Reproduce every line of the entries below without alteration, from the line containing "Which region of the image above contains the pink" down to the line containing "(11, 12), (788, 528)", both included, and nothing else.

### Given data ###

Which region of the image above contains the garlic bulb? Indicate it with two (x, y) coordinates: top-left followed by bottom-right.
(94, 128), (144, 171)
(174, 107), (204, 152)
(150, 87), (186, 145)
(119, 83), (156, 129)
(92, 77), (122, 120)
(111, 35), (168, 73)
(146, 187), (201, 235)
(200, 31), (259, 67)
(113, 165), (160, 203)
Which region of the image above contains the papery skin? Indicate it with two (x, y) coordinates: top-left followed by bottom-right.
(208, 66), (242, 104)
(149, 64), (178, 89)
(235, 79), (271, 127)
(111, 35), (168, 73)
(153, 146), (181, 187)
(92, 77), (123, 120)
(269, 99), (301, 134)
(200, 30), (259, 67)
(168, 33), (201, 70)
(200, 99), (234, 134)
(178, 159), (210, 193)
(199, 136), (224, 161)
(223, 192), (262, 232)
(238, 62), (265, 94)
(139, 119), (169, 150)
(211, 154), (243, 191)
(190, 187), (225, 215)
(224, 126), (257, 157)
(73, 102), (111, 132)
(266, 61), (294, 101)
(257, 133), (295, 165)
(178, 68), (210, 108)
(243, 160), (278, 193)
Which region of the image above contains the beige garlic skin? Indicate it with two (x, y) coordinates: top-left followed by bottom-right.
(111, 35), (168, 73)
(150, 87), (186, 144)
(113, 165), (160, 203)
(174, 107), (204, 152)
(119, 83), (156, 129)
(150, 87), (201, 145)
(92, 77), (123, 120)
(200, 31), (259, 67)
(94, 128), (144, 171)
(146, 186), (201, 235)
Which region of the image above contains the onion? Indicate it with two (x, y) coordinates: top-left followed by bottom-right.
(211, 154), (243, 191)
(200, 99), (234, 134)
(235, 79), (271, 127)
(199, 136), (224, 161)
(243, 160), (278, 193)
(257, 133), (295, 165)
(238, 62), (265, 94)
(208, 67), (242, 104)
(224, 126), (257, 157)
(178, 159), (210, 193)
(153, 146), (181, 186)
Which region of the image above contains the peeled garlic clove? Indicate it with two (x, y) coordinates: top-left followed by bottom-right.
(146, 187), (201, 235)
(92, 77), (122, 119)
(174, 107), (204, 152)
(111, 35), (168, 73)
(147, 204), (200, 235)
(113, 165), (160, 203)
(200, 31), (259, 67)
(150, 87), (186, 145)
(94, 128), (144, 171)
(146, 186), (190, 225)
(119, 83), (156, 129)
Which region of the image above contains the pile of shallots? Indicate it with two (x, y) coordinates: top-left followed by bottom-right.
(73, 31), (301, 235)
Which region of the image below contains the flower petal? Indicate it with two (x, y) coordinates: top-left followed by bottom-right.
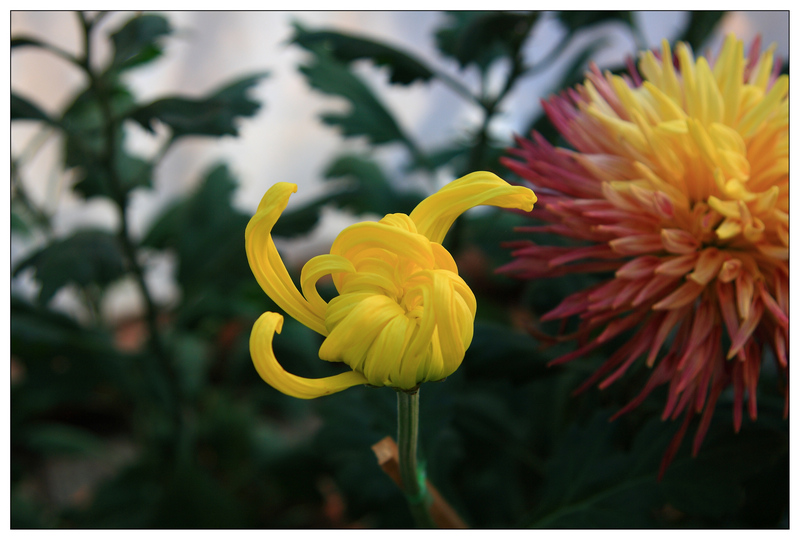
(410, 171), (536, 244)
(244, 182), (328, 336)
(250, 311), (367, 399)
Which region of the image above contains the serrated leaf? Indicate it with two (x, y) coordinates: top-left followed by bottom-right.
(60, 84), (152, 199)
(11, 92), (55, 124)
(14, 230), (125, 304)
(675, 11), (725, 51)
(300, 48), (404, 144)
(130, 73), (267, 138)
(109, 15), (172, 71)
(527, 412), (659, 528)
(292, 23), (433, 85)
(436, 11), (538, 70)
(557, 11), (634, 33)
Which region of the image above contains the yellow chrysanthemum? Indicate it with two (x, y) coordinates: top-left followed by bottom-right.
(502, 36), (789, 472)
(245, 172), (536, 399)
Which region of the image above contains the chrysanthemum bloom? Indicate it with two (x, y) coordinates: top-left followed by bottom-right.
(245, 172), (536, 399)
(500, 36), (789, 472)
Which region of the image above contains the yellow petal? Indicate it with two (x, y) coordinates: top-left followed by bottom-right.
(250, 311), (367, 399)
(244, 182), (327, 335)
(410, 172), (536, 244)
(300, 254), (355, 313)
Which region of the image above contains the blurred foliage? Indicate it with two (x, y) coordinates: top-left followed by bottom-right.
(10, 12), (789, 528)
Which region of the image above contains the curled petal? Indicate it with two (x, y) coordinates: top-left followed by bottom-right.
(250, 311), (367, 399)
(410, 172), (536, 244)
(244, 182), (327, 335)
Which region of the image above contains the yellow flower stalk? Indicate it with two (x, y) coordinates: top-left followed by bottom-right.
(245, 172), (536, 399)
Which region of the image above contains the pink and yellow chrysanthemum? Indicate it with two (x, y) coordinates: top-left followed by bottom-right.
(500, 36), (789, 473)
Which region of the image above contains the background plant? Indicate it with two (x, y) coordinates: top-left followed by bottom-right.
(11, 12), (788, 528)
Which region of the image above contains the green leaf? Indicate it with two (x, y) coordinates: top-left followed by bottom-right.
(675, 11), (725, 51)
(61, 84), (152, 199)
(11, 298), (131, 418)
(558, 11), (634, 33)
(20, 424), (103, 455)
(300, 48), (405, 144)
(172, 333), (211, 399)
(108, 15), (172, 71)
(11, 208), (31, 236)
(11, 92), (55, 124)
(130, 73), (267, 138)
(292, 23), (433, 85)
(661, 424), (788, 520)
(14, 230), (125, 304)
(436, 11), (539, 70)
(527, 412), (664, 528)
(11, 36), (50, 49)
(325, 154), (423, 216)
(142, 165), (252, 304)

###
### Given data ###

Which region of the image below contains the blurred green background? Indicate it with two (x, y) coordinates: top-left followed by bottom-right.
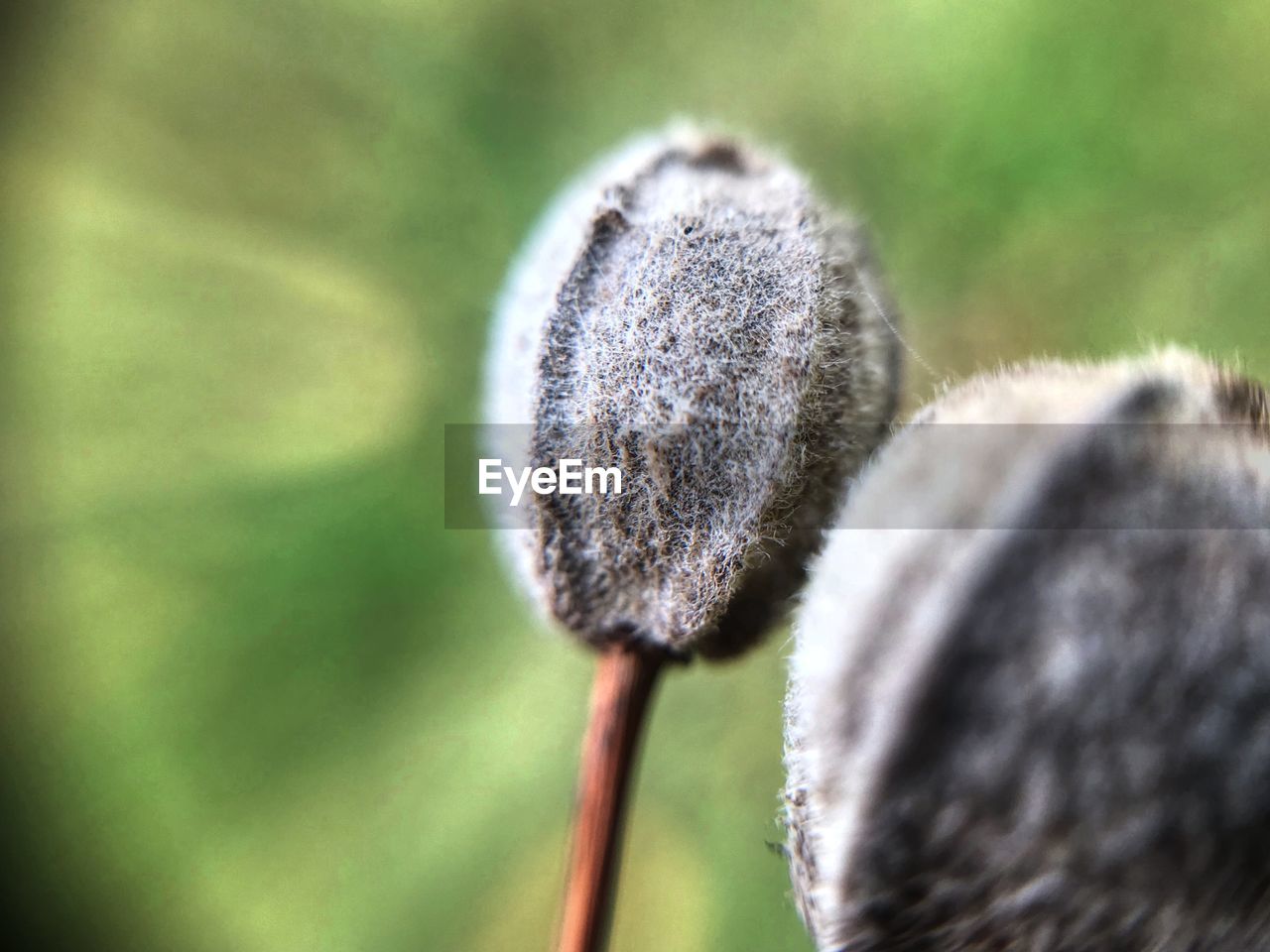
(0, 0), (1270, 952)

###
### Given data ###

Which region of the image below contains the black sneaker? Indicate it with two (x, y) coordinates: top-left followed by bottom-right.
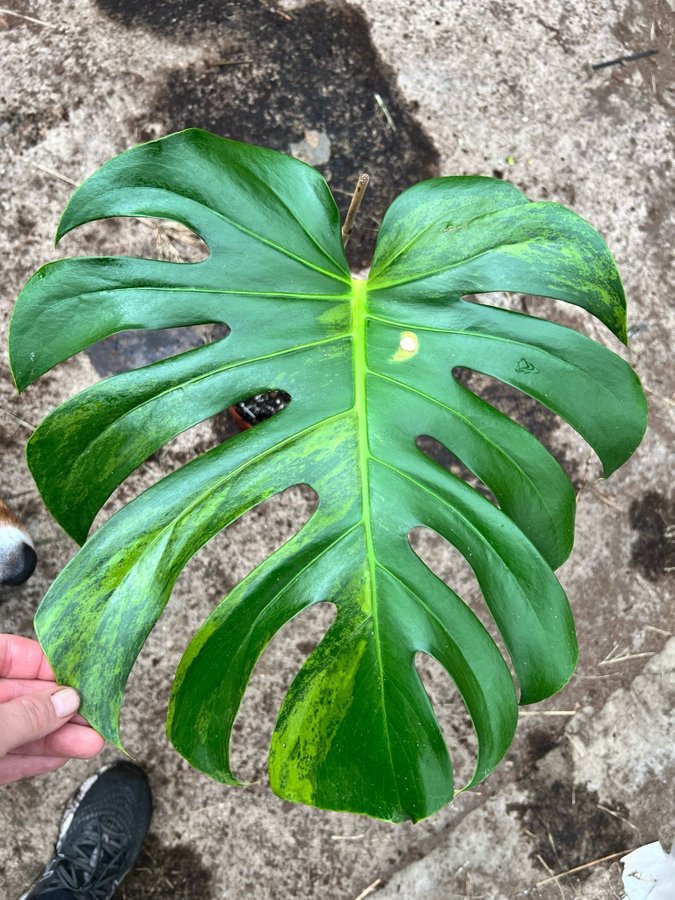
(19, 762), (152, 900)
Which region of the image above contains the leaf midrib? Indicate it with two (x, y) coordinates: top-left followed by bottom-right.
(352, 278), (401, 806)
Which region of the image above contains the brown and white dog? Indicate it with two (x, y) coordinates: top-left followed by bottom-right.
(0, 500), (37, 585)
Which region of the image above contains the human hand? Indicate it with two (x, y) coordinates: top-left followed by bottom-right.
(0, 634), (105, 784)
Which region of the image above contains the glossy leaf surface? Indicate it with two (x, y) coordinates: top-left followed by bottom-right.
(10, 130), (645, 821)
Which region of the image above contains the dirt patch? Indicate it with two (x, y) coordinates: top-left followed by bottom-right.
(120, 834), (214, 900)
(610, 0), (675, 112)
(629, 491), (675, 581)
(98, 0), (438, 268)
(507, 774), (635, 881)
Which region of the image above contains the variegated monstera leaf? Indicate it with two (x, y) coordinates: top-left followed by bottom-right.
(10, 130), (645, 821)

###

Solution for this exercise
Which region of the image above contains the pink and yellow chrysanthemum? Indicate it with two (x, y) coordinates: top-left followed by bottom-right.
(500, 36), (789, 473)
Which region of the image above contains the background plant? Indicate it with two (x, y) coordinates: top-left followed by bottom-right.
(11, 12), (788, 528)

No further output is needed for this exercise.